Thanks for reply. It didn't helped. I have run history server again. Still facing same issue with index_hadoop task : 
...

Gian Merlino

unread,
Jul 31, 2014, 10:58:47 PM7/31/14
to druid-de...@googlegroups.com
What sort of storage properties have you set? From what you've said so far it sounds like you should at least have:

    druid.storage.type=hdfs
    druid.storage.storageDirectory=hdfs://localhost:9000/druid_segments_go_here/

If you don't already have something like that (especially the hdfs://localhost:9000/ part) then please try again after setting those.

Otherwise, you said intermediate files are generated on hdfs but the final segment is not. If you go into the hadoop web ui, do you see any of the failed jobs? Can you see which jobs are failing, and whether it's mapper or reducer tasks that fail? Can you pull logs for one of the failed tasks? There should be some exceptions in there that will help figure out what is going on.

Btw- the "Job status not available" error is not likely the root cause of your problem, although it indicates that your job history server is having issues. Getting that working right would help a lot with debugging. Usually it's enough to have the job history daemon running, to have the properties mapreduce.jobhistory.address and mapreduce.jobhistory.webapp.address set in mapred-site.xml, and to have yarn.log.server.url set in yarn-site.xml.

...

Deepak Jain

unread,
Jul 31, 2014, 11:24:40 PM7/31/14
to druid-de...@googlegroups.com
Verify these settings.  (Working one)

## EXERCISE SET
[1] Repeat the passage of the Druid thread from "If you don't" to "is going on.", without changing a word.
[2] In the Druid thread, which configuration file is named as the place to set yarn.log.server.url?

Dataset rows on where objects appear:
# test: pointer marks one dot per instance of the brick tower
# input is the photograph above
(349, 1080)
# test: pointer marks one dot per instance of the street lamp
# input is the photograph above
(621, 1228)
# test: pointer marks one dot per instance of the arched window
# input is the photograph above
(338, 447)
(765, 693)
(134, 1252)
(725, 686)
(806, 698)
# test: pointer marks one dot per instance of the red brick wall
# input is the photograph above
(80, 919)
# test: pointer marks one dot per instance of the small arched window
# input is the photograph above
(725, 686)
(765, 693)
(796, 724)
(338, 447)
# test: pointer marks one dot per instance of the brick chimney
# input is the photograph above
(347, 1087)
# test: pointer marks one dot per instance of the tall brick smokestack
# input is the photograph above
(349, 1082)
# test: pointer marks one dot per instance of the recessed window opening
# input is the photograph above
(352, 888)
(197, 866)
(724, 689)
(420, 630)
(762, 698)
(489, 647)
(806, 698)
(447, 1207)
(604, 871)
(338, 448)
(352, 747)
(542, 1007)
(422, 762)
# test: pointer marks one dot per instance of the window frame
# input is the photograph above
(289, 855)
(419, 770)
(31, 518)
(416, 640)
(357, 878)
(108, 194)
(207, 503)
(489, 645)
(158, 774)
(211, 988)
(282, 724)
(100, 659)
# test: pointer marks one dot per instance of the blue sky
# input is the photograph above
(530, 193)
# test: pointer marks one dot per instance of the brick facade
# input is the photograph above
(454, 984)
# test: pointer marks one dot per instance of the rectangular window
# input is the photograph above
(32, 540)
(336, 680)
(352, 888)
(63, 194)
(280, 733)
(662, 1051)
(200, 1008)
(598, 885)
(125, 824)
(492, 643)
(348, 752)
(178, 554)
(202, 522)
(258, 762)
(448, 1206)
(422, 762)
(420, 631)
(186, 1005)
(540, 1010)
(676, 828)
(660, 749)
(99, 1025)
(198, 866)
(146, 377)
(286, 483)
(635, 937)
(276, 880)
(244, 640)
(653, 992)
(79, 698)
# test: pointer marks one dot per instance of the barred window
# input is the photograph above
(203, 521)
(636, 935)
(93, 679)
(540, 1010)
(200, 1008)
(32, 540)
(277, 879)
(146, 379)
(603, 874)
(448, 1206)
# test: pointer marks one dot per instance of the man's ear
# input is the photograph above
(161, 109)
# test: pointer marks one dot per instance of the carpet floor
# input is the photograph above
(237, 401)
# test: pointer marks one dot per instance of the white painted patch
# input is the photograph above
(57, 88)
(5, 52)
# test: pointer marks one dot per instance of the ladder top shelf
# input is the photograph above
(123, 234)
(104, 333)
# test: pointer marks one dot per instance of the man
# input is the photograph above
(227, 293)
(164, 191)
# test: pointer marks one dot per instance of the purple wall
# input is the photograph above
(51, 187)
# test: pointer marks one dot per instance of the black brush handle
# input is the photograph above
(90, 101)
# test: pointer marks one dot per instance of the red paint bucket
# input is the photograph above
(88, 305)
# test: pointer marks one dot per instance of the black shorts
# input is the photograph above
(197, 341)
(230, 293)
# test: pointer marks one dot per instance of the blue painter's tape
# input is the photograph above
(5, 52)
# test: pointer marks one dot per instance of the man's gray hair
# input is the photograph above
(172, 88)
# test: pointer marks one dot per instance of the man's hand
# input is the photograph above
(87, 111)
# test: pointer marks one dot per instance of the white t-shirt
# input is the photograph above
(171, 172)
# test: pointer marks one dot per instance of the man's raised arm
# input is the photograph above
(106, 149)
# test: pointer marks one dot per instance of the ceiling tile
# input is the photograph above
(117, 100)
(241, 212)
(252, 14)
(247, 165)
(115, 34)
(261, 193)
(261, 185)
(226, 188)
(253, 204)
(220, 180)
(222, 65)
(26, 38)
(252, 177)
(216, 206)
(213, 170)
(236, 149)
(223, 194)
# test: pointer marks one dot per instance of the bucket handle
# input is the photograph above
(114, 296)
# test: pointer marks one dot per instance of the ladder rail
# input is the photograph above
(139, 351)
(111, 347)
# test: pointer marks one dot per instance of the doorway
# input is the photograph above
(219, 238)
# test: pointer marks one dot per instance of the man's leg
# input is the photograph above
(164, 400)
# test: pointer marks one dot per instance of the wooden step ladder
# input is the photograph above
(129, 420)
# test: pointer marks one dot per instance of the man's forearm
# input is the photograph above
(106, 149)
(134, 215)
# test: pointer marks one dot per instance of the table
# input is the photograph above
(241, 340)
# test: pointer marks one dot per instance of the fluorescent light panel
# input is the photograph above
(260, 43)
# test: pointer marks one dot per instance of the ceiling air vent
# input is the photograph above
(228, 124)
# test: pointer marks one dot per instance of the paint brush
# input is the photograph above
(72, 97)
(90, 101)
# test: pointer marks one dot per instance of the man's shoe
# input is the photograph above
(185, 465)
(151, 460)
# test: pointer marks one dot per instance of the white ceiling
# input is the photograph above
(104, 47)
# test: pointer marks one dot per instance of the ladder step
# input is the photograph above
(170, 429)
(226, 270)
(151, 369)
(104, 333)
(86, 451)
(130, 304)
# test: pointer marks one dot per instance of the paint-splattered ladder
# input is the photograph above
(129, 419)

## SOLUTIONS
[1]
If you don't already have something like that (especially the hdfs://localhost:9000/ part) then please try again after setting those.

Otherwise, you said intermediate files are generated on hdfs but the final segment is not. If you go into the hadoop web ui, do you see any of the failed jobs? Can you see which jobs are failing, and whether it's mapper or reducer tasks that fail? Can you pull logs for one of the failed tasks? There should be some exceptions in there that will help figure out what is going on.

[2] yarn-site.xml